The request: Write out each entry again. Keep every word exactly as it is.

Available data:

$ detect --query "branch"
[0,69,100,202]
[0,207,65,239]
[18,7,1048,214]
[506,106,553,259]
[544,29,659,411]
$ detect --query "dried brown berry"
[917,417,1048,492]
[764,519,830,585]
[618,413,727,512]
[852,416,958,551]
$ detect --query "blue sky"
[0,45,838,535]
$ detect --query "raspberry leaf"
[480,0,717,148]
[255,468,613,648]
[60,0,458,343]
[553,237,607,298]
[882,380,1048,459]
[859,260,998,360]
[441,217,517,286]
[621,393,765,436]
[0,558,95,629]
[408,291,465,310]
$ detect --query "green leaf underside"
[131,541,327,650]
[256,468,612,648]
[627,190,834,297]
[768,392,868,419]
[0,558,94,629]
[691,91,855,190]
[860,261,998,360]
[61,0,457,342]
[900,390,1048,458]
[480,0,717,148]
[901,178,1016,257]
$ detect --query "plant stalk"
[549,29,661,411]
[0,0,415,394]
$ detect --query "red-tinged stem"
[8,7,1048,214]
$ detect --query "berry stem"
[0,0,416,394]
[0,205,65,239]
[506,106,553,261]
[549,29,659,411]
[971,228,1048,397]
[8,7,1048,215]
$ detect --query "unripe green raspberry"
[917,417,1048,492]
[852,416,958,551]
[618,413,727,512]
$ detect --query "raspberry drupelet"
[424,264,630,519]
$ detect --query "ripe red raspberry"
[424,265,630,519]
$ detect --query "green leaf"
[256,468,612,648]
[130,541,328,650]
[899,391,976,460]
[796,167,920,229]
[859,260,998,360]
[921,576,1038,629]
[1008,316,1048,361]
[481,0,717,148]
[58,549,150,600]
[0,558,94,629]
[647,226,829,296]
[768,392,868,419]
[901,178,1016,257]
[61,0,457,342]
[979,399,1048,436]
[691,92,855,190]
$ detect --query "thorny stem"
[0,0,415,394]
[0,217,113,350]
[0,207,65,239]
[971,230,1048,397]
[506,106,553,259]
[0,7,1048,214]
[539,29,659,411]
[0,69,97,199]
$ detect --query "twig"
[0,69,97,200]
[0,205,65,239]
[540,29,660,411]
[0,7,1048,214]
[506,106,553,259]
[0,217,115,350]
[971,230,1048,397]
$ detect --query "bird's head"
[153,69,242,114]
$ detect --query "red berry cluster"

Response for this exercise:
$ detect --query "branch"
[0,69,100,202]
[0,207,65,239]
[18,7,1048,214]
[506,106,553,259]
[544,29,659,411]
$ detect --query "dried brown berry"
[917,417,1048,492]
[764,519,830,585]
[618,413,727,512]
[852,416,958,551]
$ detect --query "blue sky"
[0,45,838,535]
$ detect --query "raspberry leaf"
[480,0,717,148]
[255,468,613,648]
[60,0,458,343]
[553,237,607,298]
[882,380,1048,459]
[859,260,998,360]
[441,217,517,286]
[621,393,765,436]
[0,558,95,629]
[408,291,465,310]
$ detect --query "green leaf underside"
[131,541,327,650]
[256,468,612,648]
[627,190,834,297]
[768,392,868,419]
[0,558,94,629]
[691,91,855,190]
[860,261,998,360]
[61,0,457,342]
[900,390,1048,458]
[480,0,717,148]
[901,178,1016,257]
$ detect --query "plant stalk"
[549,29,661,411]
[0,0,415,394]
$ detect --query "red-tinged stem"
[8,7,1048,214]
$ detect --query "berry stem"
[0,0,416,394]
[0,205,65,239]
[506,106,553,261]
[549,29,659,411]
[971,228,1048,397]
[8,7,1048,215]
$ detect --query "unripe green raspberry"
[917,417,1048,492]
[852,416,958,551]
[618,413,727,512]
$ detect --query "raspberry drupelet"
[424,264,630,519]
$ detect --query "ripe red raspberry"
[424,265,630,519]
$ detect --query "green leaf"
[256,468,612,648]
[130,541,328,650]
[899,391,976,460]
[796,167,920,229]
[859,260,998,360]
[921,576,1038,629]
[1008,316,1048,361]
[481,0,717,148]
[58,549,150,600]
[0,558,94,629]
[647,226,829,296]
[768,392,868,419]
[901,178,1016,257]
[61,0,457,342]
[979,399,1048,436]
[691,92,855,190]
$ detect --query "thorny stem"
[0,0,415,394]
[0,217,113,350]
[0,207,65,239]
[971,230,1048,397]
[506,106,553,259]
[0,7,1048,214]
[539,29,659,411]
[0,69,97,199]
$ detect --query "twig"
[0,69,97,200]
[0,205,65,239]
[540,29,660,411]
[0,7,1048,214]
[506,106,553,259]
[0,217,115,350]
[971,230,1048,397]
$ detect --query "bird's head"
[153,69,242,114]
$ detect --query "red berry cluster"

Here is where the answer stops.